Given instruction. Write out all of the entries exactly as given.

(begin)

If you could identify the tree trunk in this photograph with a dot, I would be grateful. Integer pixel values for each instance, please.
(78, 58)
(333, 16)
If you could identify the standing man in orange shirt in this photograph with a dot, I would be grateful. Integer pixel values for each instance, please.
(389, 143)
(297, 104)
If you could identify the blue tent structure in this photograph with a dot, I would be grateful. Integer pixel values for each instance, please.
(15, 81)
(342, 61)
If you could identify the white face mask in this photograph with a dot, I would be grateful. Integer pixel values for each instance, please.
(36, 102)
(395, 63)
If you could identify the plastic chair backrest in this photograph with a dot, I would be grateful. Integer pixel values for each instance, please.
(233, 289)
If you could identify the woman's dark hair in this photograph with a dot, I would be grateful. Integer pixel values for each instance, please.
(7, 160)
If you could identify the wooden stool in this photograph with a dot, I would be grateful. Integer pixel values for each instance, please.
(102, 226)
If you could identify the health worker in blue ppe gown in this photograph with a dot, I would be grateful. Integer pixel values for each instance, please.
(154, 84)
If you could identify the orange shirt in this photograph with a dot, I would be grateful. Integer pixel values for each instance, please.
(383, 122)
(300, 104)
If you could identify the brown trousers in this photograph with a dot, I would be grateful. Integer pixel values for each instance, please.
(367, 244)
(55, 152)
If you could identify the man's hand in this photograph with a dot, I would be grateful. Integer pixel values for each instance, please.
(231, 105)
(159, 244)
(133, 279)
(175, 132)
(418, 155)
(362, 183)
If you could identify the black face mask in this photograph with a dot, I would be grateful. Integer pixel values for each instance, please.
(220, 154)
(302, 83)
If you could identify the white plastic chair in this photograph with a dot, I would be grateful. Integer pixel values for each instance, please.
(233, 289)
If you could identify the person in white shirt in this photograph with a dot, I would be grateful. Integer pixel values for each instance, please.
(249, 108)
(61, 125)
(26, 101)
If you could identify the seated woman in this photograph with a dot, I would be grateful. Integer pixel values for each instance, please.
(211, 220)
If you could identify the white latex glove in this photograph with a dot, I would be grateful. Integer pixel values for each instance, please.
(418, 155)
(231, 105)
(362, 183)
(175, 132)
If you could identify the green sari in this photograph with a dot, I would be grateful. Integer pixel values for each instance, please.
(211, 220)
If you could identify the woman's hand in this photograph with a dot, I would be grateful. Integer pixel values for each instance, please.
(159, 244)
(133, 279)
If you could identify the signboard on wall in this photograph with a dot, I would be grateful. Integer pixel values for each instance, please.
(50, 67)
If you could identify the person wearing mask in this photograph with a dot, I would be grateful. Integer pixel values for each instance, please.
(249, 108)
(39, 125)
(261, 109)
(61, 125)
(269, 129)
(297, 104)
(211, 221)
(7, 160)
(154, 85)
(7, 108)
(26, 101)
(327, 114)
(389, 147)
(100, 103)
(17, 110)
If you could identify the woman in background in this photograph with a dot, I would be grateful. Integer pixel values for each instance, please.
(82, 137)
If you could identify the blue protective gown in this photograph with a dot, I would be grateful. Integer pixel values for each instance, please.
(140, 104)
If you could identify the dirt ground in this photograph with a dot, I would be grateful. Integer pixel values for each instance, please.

(end)

Correct result.
If you could identify the tree trunk in this photograph with a dot, I would be grateful. Integer pixel values for each instance, please.
(78, 58)
(333, 16)
If you could identify the standing man in orange shirt in this photograph with a dot, I would be grateful. Integer pixel values for each instance, please.
(389, 143)
(297, 104)
If you could identify the blue tent structure in this photograph with a dot, I would be grateful. Integer pixel values for each instance, please.
(15, 81)
(342, 61)
If you could identify the white face mask in this photograph with a dot, I would be grateful. Integer pixel values for each instance, please.
(36, 102)
(395, 63)
If you could identify the plastic chair backrest in this photograph with a dot, I would be grateful. Integer pixel values for each instance, please.
(233, 289)
If you could identify the woman's dark hair in this photograph with a dot, I would be grateful. Integer pixel values for each instance, please.
(7, 160)
If you could identify the wooden stool in this photograph with a dot, I would be grateful. Integer pixel values for each instance, please.
(102, 226)
If you could identify the health worker in blue ppe gown in this photograph with a dot, I would be grateful. Integer pixel values for each instance, please.
(154, 84)
If you could identify the orange shirt in this photograph with a dot, I would be grateful. Integer pixel values for each instance, please.
(383, 122)
(300, 104)
If you could identify the brown trousers in this photograph with a dot, I would be grateful. Integer pixel values for each instance, please.
(367, 244)
(55, 152)
If you could identify the man's hand in this photograph with a dot, I would be grateful. Integer pixel values for each instance, please.
(231, 105)
(159, 244)
(133, 279)
(175, 132)
(418, 155)
(362, 183)
If you could identify the black face mask in this photograph with a dot, I would be grateful. Integer pixel values for each instance, please.
(220, 154)
(302, 83)
If you could identify the white plastic chair in this photograph with a dot, I would be grateful. Integer pixel values for each instance, please.
(233, 289)
If you could identify the person in white shirt in this photograph with a dot, I would be grateful. Integer pixel values for each instance, please.
(249, 108)
(61, 125)
(26, 101)
If you could identify the seated woman in this photograph with a dot, I would be grateful. Integer pixel values for each instance, please.
(211, 220)
If you could identify the white latex glove in this photograph with a dot, I would be grateful. Integer pixel values for each instance, please.
(418, 155)
(231, 105)
(362, 183)
(175, 132)
If you could identify the green sari in this photograph with a dot, I would be grateful. Integer pixel values for each instance, please.
(211, 220)
If you could identify the woman's hand in this photograph with a dot, I would be grateful. Integer pixel values for each instance, please.
(159, 244)
(133, 279)
If you could identify the signboard on wall in this photograph with a dot, I would be grateful. Integer pixel values for each instance, please.
(50, 67)
If you could identify the person wearing mask in this photograph with a dot, I would be grateful. Integer pixel values for each instance, please.
(249, 108)
(39, 125)
(261, 109)
(61, 125)
(269, 129)
(297, 104)
(211, 221)
(7, 160)
(154, 85)
(7, 108)
(26, 101)
(327, 114)
(389, 147)
(100, 103)
(17, 110)
If you could identify the woman in background in this photograph with a dot, I would be grateful. Integer pixel values for each instance, please.
(82, 137)
If you could identify the blue protective gown in this photograph with a dot, I would be grateful. Integer pixel values for each instance, please.
(140, 104)
If you could identify the dirt ground in this photograph with a dot, I would be grateful. Integer pixel values for each instance, please.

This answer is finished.